Start of Block

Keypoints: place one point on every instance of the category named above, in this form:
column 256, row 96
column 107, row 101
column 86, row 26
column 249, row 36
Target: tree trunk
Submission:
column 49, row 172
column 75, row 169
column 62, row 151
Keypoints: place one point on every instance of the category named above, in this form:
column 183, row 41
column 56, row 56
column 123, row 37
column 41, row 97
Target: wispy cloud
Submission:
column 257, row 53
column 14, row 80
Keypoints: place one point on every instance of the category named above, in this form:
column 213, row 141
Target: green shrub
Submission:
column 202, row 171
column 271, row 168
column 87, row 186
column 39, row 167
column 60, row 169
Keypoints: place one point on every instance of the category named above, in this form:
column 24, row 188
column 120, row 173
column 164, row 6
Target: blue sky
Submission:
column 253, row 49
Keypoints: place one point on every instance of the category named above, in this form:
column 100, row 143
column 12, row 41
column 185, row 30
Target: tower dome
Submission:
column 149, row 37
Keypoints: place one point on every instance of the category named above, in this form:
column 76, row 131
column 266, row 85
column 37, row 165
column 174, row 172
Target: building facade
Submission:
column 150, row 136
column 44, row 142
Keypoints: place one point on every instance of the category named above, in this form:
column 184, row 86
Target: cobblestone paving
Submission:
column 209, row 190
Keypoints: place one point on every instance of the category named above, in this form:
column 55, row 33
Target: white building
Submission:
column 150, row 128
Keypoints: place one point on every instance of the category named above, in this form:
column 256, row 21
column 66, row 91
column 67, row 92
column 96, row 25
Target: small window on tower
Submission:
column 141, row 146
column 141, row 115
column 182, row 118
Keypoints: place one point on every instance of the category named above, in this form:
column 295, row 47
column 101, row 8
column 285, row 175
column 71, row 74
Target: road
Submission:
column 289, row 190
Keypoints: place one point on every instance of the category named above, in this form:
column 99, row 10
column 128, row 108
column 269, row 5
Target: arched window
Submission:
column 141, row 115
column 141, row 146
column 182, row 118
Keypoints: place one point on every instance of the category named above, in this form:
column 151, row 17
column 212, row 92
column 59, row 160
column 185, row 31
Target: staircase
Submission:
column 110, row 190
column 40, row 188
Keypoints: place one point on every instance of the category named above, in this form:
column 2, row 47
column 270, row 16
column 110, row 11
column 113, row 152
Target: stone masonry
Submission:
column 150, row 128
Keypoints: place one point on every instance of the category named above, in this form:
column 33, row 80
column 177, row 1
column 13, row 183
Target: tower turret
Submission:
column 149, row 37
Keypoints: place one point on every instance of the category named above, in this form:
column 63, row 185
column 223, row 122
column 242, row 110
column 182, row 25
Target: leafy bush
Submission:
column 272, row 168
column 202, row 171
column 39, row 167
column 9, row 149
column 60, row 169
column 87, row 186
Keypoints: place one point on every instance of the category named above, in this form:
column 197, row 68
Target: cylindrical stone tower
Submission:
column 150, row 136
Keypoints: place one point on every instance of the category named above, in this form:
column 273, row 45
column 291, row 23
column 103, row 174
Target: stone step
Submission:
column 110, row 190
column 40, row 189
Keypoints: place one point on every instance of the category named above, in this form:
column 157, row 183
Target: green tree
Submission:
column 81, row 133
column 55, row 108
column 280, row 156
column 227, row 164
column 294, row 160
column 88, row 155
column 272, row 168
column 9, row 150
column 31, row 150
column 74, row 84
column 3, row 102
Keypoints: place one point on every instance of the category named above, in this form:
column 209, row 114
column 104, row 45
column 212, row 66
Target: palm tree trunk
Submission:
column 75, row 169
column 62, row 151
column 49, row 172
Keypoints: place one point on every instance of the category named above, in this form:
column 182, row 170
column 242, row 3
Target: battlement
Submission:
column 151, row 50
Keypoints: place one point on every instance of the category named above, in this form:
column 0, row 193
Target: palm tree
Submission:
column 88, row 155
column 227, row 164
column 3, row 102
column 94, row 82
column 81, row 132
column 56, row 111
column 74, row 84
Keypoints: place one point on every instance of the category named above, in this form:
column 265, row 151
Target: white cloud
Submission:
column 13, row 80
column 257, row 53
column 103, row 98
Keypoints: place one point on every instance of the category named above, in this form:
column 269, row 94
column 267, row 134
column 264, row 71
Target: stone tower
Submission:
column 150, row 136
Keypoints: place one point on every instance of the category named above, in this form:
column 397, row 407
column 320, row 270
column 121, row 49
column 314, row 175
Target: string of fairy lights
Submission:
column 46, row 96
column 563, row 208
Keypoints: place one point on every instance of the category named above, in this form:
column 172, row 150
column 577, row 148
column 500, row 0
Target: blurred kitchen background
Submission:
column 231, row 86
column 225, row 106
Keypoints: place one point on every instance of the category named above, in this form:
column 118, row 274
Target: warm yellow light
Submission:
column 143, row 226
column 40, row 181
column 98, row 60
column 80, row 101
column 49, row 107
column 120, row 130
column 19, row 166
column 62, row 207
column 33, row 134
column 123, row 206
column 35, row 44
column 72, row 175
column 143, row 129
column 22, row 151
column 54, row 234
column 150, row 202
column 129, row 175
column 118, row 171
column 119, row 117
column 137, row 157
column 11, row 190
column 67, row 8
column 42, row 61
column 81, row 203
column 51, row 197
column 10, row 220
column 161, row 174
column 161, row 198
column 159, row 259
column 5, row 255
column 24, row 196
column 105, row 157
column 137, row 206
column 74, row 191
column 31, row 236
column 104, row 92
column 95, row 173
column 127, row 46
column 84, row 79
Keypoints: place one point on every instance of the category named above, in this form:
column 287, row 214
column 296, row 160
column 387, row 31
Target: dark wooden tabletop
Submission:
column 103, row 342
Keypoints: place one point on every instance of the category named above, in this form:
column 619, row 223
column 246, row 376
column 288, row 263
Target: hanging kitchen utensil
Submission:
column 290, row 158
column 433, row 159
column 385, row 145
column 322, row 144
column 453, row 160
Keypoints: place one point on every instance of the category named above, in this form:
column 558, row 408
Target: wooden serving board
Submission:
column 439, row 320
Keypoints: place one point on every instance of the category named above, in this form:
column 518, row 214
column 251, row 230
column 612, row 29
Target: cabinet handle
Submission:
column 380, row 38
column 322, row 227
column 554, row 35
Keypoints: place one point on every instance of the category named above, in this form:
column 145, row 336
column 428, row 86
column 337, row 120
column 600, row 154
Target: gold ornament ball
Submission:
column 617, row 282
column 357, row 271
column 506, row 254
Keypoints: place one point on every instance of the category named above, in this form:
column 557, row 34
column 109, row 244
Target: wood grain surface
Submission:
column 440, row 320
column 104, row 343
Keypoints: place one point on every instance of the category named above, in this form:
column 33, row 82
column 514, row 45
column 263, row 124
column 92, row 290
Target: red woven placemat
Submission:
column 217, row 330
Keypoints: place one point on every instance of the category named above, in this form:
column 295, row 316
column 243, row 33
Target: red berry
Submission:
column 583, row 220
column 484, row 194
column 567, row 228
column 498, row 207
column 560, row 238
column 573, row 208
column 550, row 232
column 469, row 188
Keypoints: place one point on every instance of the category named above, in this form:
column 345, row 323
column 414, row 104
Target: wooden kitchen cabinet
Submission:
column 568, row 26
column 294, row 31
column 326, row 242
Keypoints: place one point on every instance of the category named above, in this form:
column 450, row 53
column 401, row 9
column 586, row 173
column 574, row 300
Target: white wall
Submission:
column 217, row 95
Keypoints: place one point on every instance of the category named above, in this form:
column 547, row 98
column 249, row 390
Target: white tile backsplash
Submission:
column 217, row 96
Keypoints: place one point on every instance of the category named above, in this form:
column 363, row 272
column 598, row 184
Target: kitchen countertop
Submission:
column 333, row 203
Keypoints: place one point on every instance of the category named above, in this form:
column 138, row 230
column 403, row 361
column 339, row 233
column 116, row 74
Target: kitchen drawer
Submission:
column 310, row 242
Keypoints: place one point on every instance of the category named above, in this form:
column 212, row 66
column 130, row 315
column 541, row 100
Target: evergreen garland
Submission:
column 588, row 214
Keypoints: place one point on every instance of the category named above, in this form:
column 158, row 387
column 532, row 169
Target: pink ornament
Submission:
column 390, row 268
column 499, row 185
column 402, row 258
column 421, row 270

End of Block

## Task description
Begin at the line that has "Target: tower turret" in the entries above; stop after the line that has "Target: leafy bush". Transcribe exactly those lines and no others.

## Task response
Target: tower turret
Submission:
column 149, row 37
Keypoints: place one point on every instance of the category named above, in this form:
column 63, row 185
column 223, row 122
column 242, row 110
column 182, row 25
Target: leafy bush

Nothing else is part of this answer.